>> Begin Provided information

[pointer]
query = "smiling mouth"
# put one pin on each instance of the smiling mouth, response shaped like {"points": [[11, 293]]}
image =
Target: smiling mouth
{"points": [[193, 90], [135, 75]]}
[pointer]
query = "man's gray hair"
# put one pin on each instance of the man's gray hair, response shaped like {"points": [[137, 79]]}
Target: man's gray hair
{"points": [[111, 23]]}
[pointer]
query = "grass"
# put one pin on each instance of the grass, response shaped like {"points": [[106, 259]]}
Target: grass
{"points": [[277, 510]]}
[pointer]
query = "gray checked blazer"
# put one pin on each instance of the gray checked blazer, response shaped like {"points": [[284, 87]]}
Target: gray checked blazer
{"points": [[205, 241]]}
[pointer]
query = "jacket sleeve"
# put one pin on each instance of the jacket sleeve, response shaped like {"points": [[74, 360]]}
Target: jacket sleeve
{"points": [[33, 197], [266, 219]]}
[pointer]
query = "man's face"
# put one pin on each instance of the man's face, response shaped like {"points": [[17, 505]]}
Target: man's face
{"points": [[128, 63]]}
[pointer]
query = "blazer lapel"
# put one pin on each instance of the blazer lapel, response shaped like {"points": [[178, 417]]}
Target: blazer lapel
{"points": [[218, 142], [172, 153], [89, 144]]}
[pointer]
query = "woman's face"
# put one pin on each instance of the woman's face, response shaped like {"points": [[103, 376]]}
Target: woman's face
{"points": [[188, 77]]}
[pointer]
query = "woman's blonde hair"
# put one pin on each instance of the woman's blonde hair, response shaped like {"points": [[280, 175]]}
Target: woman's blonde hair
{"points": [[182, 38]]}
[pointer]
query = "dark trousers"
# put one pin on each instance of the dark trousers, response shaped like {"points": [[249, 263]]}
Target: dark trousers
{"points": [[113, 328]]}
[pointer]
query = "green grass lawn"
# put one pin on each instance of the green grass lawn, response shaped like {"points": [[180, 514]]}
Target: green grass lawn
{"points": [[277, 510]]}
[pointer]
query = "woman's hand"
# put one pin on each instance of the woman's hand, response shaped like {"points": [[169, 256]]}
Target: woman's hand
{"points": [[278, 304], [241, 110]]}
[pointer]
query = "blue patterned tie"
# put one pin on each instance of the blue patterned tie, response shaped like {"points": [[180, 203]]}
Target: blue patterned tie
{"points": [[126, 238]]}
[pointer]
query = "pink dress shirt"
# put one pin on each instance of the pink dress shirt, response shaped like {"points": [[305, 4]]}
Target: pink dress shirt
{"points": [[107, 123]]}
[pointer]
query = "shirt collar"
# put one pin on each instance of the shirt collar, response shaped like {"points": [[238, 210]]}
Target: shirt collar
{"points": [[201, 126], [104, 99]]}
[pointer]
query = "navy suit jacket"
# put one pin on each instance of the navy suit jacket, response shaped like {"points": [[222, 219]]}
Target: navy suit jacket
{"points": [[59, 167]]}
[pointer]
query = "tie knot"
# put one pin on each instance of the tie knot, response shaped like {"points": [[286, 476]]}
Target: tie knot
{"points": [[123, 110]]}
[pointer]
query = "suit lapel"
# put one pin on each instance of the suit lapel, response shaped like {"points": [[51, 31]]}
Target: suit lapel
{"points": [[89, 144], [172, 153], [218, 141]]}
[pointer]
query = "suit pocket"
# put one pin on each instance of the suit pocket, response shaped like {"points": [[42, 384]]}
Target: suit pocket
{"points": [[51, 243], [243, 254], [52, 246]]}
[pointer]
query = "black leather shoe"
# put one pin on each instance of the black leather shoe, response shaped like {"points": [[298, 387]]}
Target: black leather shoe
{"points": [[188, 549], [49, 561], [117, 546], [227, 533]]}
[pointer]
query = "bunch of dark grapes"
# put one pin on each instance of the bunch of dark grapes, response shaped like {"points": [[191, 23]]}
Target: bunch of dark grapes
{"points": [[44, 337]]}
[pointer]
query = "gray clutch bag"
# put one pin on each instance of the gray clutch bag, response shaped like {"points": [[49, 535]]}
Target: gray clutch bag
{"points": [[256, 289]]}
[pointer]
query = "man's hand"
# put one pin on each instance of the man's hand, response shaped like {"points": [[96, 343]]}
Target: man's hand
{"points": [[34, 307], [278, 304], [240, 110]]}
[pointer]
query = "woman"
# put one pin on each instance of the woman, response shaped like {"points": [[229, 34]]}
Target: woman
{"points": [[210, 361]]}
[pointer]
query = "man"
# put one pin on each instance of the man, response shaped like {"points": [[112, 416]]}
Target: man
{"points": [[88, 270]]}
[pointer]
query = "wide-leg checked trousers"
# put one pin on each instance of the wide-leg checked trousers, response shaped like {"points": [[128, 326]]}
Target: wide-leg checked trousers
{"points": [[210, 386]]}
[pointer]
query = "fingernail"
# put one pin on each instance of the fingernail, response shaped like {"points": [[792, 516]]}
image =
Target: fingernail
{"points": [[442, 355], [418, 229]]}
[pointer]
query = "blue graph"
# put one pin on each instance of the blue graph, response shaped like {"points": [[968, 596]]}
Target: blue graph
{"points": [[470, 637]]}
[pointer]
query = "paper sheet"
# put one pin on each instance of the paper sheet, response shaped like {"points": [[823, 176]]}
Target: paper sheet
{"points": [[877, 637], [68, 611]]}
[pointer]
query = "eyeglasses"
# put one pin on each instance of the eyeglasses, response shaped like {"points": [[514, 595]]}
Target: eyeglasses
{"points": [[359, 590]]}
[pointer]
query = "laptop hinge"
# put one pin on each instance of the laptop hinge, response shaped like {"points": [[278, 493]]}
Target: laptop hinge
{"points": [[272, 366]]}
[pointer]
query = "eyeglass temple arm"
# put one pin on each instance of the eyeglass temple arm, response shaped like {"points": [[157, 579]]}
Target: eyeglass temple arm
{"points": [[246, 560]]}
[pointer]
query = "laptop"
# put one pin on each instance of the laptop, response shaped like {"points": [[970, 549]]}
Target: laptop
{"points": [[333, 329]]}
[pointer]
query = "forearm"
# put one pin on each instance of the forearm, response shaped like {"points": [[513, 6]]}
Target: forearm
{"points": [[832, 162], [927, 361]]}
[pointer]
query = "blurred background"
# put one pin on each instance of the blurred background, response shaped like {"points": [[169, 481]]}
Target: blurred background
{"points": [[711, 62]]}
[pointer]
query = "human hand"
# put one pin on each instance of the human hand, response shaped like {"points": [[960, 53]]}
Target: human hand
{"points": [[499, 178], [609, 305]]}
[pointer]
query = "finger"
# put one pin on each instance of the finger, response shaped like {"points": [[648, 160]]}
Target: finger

>> End Provided information

What to work on: Would you copy out each line exactly as written?

Correct output:
[pointer]
query = "smiling mouth"
# put one pin on each instance of the smiling mouth, response shaped like {"points": [[11, 293]]}
image =
Target: smiling mouth
{"points": [[193, 90], [135, 75]]}
[pointer]
query = "man's gray hair"
# put one pin on each instance of the man's gray hair, response shaped like {"points": [[137, 79]]}
Target: man's gray hair
{"points": [[111, 23]]}
[pointer]
query = "grass"
# put one pin on each instance of the grass, response shaped like {"points": [[106, 259]]}
Target: grass
{"points": [[277, 510]]}
[pointer]
query = "gray checked blazer"
# put one pin on each instance of the gray checked blazer, response shaped like {"points": [[284, 87]]}
Target: gray checked blazer
{"points": [[205, 241]]}
[pointer]
query = "jacket sleeve"
# put one pin on each instance of the jacket sleeve, response shaped like {"points": [[74, 360]]}
Target: jacket sleeve
{"points": [[33, 197], [266, 219]]}
[pointer]
query = "man's face"
# put one pin on each instance of the man's face, response shaped like {"points": [[17, 505]]}
Target: man's face
{"points": [[128, 63]]}
[pointer]
query = "blazer lapel"
# put one pin on each instance of the blazer lapel, response shaped like {"points": [[178, 417]]}
Target: blazer lapel
{"points": [[218, 142], [172, 153], [89, 144]]}
[pointer]
query = "woman's face"
# put one pin on each instance of the woman's face, response shaped like {"points": [[103, 376]]}
Target: woman's face
{"points": [[188, 77]]}
[pointer]
query = "woman's blonde hair"
# put one pin on each instance of the woman's blonde hair, response shaped like {"points": [[280, 175]]}
Target: woman's blonde hair
{"points": [[182, 38]]}
[pointer]
query = "dark trousers"
# put one pin on each instance of the dark trousers, response shaped like {"points": [[249, 263]]}
Target: dark trousers
{"points": [[113, 328]]}
[pointer]
query = "green grass lawn"
# put one pin on each instance of the green grass lawn, response shaped like {"points": [[180, 514]]}
Target: green grass lawn
{"points": [[277, 510]]}
[pointer]
query = "woman's hand"
# put one pin on each instance of the woman's hand, response shaped like {"points": [[169, 256]]}
Target: woman's hand
{"points": [[278, 304], [241, 110]]}
[pointer]
query = "blue patterned tie"
# put one pin on each instance of the blue patterned tie, response shaped like {"points": [[180, 203]]}
Target: blue patterned tie
{"points": [[126, 238]]}
[pointer]
query = "pink dress shirt"
# put one pin on each instance of the pink dress shirt, response shaped like {"points": [[305, 4]]}
Target: pink dress shirt
{"points": [[107, 123]]}
[pointer]
query = "shirt collar"
# put one pin on each instance of the shirt collar, response shaped like {"points": [[238, 210]]}
Target: shirt collar
{"points": [[201, 126], [104, 99]]}
[pointer]
query = "navy suit jacket"
# put one pin on each instance of the navy suit jacket, response shaped like {"points": [[222, 219]]}
Target: navy suit jacket
{"points": [[59, 167]]}
[pointer]
query = "tie knot"
# put one pin on each instance of the tie knot, response shaped like {"points": [[286, 476]]}
Target: tie knot
{"points": [[123, 110]]}
[pointer]
query = "suit lapel"
# put one pin on each instance of the suit lapel, response shaped like {"points": [[51, 31]]}
Target: suit lapel
{"points": [[89, 144], [172, 153], [218, 141]]}
[pointer]
query = "suit pocket"
# put one pin on each instance of the suit pocket, response shaped like {"points": [[42, 384]]}
Target: suit pocket
{"points": [[51, 243], [243, 254], [52, 246]]}
[pointer]
query = "black leather shoe"
# put one pin on each instance of the black leather shoe, response shaped like {"points": [[298, 387]]}
Target: black leather shoe
{"points": [[188, 549], [49, 561], [117, 546], [227, 533]]}
[pointer]
query = "bunch of dark grapes"
# put one pin on each instance of the bunch of dark grapes, response shaped like {"points": [[191, 23]]}
Target: bunch of dark grapes
{"points": [[44, 337]]}
[pointer]
query = "gray clutch bag"
# put one pin on each instance of the gray clutch bag, response shaped like {"points": [[49, 535]]}
Target: gray clutch bag
{"points": [[256, 289]]}
[pointer]
query = "man's hand"
# put one pin on each instance of the man's hand, response shaped like {"points": [[96, 343]]}
Target: man's hand
{"points": [[34, 307], [278, 304], [240, 110]]}
[pointer]
query = "woman"
# put one pin on each instance of the woman, response shaped like {"points": [[229, 34]]}
Target: woman
{"points": [[210, 361]]}
[pointer]
query = "man"
# put one pin on each instance of the man, response shaped like {"points": [[112, 416]]}
Target: man
{"points": [[88, 270]]}
[pointer]
query = "wide-leg checked trousers"
# put one pin on each instance of the wide-leg checked trousers, response shaped like {"points": [[128, 326]]}
Target: wide-leg checked trousers
{"points": [[210, 386]]}
[pointer]
query = "fingernail"
# put one pin on each instance of the fingernail, response shaped like {"points": [[792, 516]]}
image =
Target: fingernail
{"points": [[442, 355], [418, 229]]}
[pointer]
query = "blue graph"
# put one pin on each instance of the blue graph, response shaped like {"points": [[968, 596]]}
Target: blue graph
{"points": [[470, 637]]}
[pointer]
query = "paper sheet"
# put one pin on each instance of the paper sheet, response shaped like {"points": [[823, 176]]}
Target: paper sheet
{"points": [[877, 637], [68, 611]]}
[pointer]
query = "eyeglasses"
# put one pin on each instance of the eyeglasses, response shaped like {"points": [[514, 595]]}
Target: eyeglasses
{"points": [[359, 590]]}
[pointer]
query = "laptop hinge"
# put one pin on each instance of the laptop hinge, response shaped like {"points": [[278, 493]]}
Target: laptop hinge
{"points": [[272, 366]]}
[pointer]
query = "eyeglass temple arm"
# put one pin on each instance of the eyeglass temple arm, response shaped like {"points": [[157, 579]]}
Target: eyeglass temple arm
{"points": [[246, 560]]}
[pointer]
query = "laptop"
# put one pin on each instance of the laptop, response shaped like {"points": [[970, 549]]}
Target: laptop
{"points": [[333, 329]]}
[pointer]
query = "forearm"
# put one pin on each instance of the forearm, response shaped like {"points": [[513, 6]]}
Target: forearm
{"points": [[832, 162], [927, 361]]}
[pointer]
query = "blurred background"
# put one pin on each instance of the blurred background, response shaped like {"points": [[169, 481]]}
Target: blurred background
{"points": [[711, 62]]}
[pointer]
query = "human hand"
# put one pin on each instance of the human hand, response shaped like {"points": [[960, 53]]}
Target: human hand
{"points": [[499, 178], [609, 305]]}
[pointer]
query = "finger"
# put one pin on each instance of the finger, response shaped like {"points": [[648, 160]]}
Target: finger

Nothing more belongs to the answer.